**Work to complete**
[1] Retype the thread below on cleaning up Word-generated HTML from "473,386 Members |" to "and data experts.".
[2] Answer these questions from the thread below on cleaning up Word-generated HTML:
(a) What software does Mike suggest first?
(b) Which Tidy config option does the quoted page recommend for people more concerned about using HTML on the Web?
(c) Besides Word 2000, files from which Word version does the quoted page say Tidy handles well?
[3] In one to three sentences, explain why HTML saved from Microsoft Word is bulky, according to the page quoted in the thread below on cleaning up Word-generated HTML.

====== Excerpt

473,386 Members | 1,819 Online
Bytes | Software Development & Data Engineering Community
Post Job

Home Posts Topics Members FAQ

Join Bytes to post your question to a community of 473,386 software developers and data experts.

clean up html document created by Word

jd
I am looking for python code (working or sample code) that can take an
html document created by Microsoft Word and clean it up (if you've
never had to look at a Word-generated html document, consider yourself
lucky ;-) Alternatively, if you know of a non-python solution, I'd
like to hear about it.

Thanks...

-- jeff

Mar 30 '07 #1
9 3454
On Mar 30, 12:20 pm, "jd" <chima...@gmail.comwrote:
I am looking for python code (working or sample code) that can take an
html document created by Microsoft Word and clean it up (if you've
never had to look at a Word-generated html document, consider yourself
lucky ;-) Alternatively, if you know of a non-python solution, I'd
like to hear about it.

Thanks...

-- jeff
You could try Beautiful Soup at http://www.crummy.com/software/Beaut...mentation.html

Python is good for parsing HTML/XML, so you could also try googling
Python parsing as well.

Mike

Mar 30 '07 #2
jd wrote:
I am looking for python code (working or sample code) that can take an
html document created by Microsoft Word and clean it up (if you've
never had to look at a Word-generated html document, consider yourself
lucky ;-) Alternatively, if you know of a non-python solution, I'd
like to hear about it.
The non-python solution:

http://www.w3.org/People/Raggett/tidy/

Peter
Mar 30 '07 #3
jkn
IIUC, the original poster is asking about 'cleaning up' in the sense
of removing the swathes of unnecessary and/or redundant 'cruft' that
Word puts in there, rather than making valid HTML out of invalid HTML.
Again, IIUC, HTMLtidy does not do this.

If Beautiful Soup does, then I'm intererested!

jon N

Mar 30 '07 #4
jkn wrote:
IIUC, the original poster is asking about 'cleaning up' in the sense
of removing the swathes of unnecessary and/or redundant 'cruft' that
Word puts in there, rather than making valid HTML out of invalid HTML.
Again, IIUC, HTMLtidy does not do this.
From that very page I linked to:

"""
Tidy can now perform wonders on HTML saved from Microsoft Word 2000! Word
bulks out HTML files with stuff for round-tripping presentation between
HTML and Word. If you are more concerned about using HTML on the Web, check
out Tidy's "Word-2000" config option! Of course Tidy does a good job on
Word'97 files as well!
"""

Peter

Mar 30 '07 #5
Tidy can now perform wonders on HTML saved from Microsoft Word 2000!
Word bulks out HTML files with stuff for round-tripping presentation
between HTML and Word. If you are more concerned about using HTML on the
Web, check out Tidy's "Word-2000"

============
====== Dataset content

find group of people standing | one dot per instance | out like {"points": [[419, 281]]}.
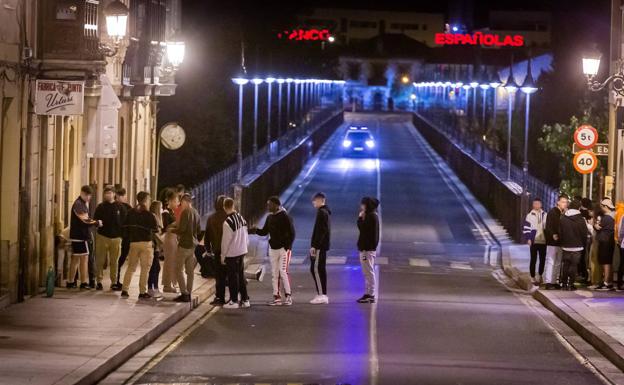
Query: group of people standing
{"points": [[575, 239], [169, 231], [141, 235]]}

============

**List of solutions**
[1]
473,386 Members | 1,819 Online
Bytes | Software Development & Data Engineering Community
Post Job

Home Posts Topics Members FAQ

Join Bytes to post your question to a community of 473,386 software developers and data experts.

[2]
(a) Beautiful Soup.
(b) The "Word-2000" option.
(c) Word'97.

[3] Word bulks out its HTML files with extra material for round-tripping presentation between HTML and Word. For those more concerned with using the HTML on the Web, the quoted page points to Tidy's "Word-2000" config option.